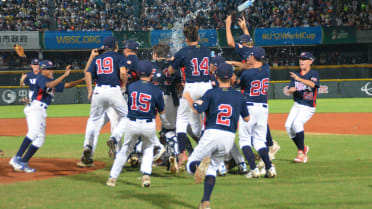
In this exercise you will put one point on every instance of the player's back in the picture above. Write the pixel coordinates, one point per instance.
(225, 106)
(255, 83)
(306, 95)
(196, 60)
(144, 98)
(105, 68)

------------------------------

What you should do: Without including any pictures, please restate all the records exactly.

Worked solution:
In this exercise you will put one point on every instance of the player's back in the picture above. Write the pixel coordinates, one point per instance.
(225, 106)
(255, 83)
(306, 95)
(196, 60)
(144, 98)
(105, 68)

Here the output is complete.